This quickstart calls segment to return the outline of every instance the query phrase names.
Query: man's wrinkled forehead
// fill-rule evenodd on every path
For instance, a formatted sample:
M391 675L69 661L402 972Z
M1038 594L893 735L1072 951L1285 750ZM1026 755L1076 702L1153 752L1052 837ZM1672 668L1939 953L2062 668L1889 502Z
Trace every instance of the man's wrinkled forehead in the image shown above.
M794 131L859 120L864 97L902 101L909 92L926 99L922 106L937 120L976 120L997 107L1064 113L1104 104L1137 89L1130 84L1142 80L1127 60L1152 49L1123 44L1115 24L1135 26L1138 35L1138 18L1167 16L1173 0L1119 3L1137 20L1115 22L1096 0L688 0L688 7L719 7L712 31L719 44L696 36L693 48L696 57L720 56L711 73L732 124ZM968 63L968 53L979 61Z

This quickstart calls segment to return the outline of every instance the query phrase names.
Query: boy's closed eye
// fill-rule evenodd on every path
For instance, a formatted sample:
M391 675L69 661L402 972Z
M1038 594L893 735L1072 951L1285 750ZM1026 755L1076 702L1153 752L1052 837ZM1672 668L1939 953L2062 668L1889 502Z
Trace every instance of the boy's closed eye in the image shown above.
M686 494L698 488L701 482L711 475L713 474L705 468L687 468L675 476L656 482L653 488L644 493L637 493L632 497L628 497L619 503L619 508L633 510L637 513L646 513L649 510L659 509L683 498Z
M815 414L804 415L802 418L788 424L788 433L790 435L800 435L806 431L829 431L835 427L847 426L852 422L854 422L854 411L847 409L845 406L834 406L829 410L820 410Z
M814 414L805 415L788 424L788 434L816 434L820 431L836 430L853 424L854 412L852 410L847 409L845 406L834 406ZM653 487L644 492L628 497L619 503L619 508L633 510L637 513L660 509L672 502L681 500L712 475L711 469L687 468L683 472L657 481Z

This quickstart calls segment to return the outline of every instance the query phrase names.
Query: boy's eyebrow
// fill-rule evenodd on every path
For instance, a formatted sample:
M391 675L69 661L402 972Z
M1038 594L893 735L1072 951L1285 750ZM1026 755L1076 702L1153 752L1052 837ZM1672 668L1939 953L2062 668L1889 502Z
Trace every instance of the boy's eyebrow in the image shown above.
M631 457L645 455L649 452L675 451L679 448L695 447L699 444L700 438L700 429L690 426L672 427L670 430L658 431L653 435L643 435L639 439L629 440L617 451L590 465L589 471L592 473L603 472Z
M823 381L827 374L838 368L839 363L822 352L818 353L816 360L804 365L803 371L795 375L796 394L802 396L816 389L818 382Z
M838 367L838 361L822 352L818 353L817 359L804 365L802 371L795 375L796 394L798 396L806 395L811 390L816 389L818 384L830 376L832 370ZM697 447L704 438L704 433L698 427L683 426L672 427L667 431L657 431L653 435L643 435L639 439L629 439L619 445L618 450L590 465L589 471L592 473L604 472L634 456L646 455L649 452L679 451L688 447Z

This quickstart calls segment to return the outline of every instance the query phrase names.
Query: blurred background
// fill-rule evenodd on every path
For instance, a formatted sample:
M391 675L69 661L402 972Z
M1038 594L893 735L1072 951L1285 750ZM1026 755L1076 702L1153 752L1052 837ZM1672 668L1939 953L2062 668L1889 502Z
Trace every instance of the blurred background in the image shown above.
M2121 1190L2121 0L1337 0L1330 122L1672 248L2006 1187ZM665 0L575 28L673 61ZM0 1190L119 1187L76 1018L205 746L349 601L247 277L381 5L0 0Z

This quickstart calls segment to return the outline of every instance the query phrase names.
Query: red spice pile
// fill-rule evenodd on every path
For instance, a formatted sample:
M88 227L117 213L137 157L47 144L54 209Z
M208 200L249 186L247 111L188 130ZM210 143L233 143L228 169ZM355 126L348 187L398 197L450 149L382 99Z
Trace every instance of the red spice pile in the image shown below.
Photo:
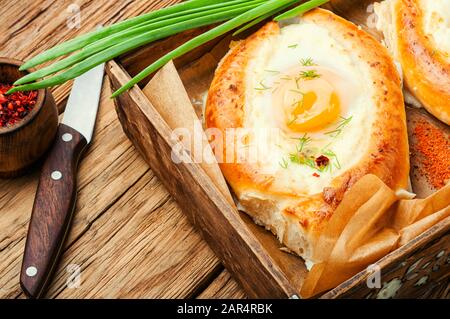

━━━━

PROBLEM DETAILS ::
For every line in the data above that holds "spice", return the line itself.

TASK ANSWER ::
Query: red spice pile
Trace every instance of the red spice pile in the image shown below.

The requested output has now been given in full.